Items listed in a dataset:
▬▬▬

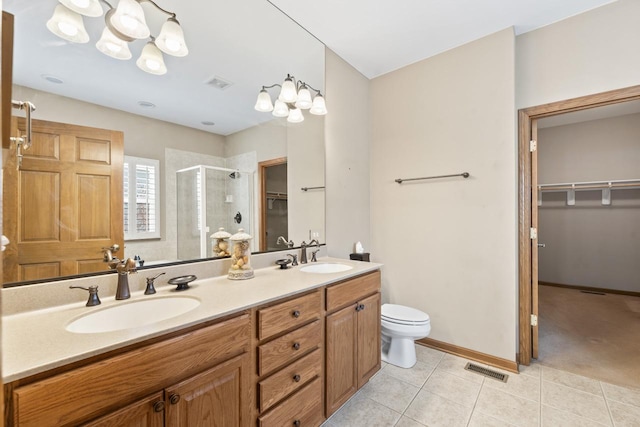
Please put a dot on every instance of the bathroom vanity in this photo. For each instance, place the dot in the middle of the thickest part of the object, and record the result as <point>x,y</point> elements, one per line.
<point>285,348</point>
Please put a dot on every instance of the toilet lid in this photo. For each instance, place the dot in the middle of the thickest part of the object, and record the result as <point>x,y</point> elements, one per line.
<point>402,314</point>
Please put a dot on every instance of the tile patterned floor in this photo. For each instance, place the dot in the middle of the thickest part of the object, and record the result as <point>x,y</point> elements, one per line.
<point>439,392</point>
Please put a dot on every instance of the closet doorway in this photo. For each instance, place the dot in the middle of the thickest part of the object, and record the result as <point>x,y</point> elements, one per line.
<point>528,207</point>
<point>273,203</point>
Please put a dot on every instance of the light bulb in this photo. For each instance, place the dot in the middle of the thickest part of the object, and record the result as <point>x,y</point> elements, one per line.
<point>68,25</point>
<point>171,39</point>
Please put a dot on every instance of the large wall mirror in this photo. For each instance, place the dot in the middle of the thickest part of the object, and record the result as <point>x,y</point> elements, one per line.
<point>190,132</point>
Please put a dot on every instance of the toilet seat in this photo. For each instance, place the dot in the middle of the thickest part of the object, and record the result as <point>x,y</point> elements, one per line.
<point>402,315</point>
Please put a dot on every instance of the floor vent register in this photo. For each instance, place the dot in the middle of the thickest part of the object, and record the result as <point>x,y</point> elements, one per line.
<point>486,372</point>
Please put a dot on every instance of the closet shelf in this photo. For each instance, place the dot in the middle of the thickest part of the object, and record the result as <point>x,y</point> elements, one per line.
<point>605,186</point>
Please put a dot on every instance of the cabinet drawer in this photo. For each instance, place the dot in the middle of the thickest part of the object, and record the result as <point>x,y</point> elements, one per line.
<point>305,407</point>
<point>281,350</point>
<point>290,378</point>
<point>352,290</point>
<point>289,314</point>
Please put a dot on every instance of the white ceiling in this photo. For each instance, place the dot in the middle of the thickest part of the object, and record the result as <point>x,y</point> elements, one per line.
<point>378,36</point>
<point>249,43</point>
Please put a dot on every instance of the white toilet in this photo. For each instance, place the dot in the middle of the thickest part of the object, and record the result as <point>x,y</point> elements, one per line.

▬▬▬

→ **Problem requirements**:
Word for word, restate the records above and drop the pictures.

→ **Result of the task**:
Please put a dot on every instance of the bathroom vanity in this photo. For each instance, place the dot in the middle of the thickest part of the object, and record the result as <point>x,y</point> elements, one per line.
<point>285,348</point>
Please put a dot on every instance of the toilet lid in this photo. For each instance, place the dot in the middle of the thickest part of the object, and record the result as <point>x,y</point> elements, one per line.
<point>402,314</point>
Please put a dot on every instance of the tile patterned floor in this photo. For each instance, place the dot in the middle of the thickest part of the object, and record the result as <point>x,y</point> elements, one per line.
<point>439,392</point>
Please put a dot on every instance of the closet doorway in this photo. For each instance, place the dot in the middle of the thickest part of the object, and record the result as <point>x,y</point> elements, one per line.
<point>528,207</point>
<point>273,203</point>
Please put a dot on every instance of the light bulb in this photo. For each instance, place the dot in the middle of the thickest part of the object, and record the result as <point>x,y</point> elements, one per line.
<point>68,25</point>
<point>171,39</point>
Please put a dot on every instance of the large wall mirror in this photo. For each instance, place the dot in the middle of the thickest part of the object, and record the result as <point>x,y</point> elements, one per line.
<point>190,132</point>
Please put a dot on every instance of the toilet seat in this photo. For each instance, place the dot in the middle of the thickest part of the object, and record the result as <point>x,y</point> elements, one per line.
<point>402,315</point>
Please put a dot on every instance of the floor vent register in this photo. For each instance, place the dot in the middle of the thickest part of the object, and record the result as <point>x,y</point> elements, one per line.
<point>486,372</point>
Please put a dot on every instance of the closet shelf in this photo. For each instance, place the dot in the middle of the thickest part of the object, and record the result as <point>x,y</point> elements, one per line.
<point>605,186</point>
Please put a dot on every instance of the cabinet drawer in this photo. For each instance, place the dot in the middle of the thickest part of the object, and record the result as <point>x,y</point> elements, one per line.
<point>305,407</point>
<point>281,350</point>
<point>290,378</point>
<point>352,290</point>
<point>289,314</point>
Please put a dot on every instance of the white ceiling in this photo. For each instance, place the dot in the middle of the thickest part of the object, and record the result as <point>x,y</point> elements, one per line.
<point>378,36</point>
<point>249,43</point>
Please put a dot on every instance of the white toilet in this photo. For each instance, place the dot in the middle of the thickest part of the object, and record the result as <point>x,y</point> elements, one per line.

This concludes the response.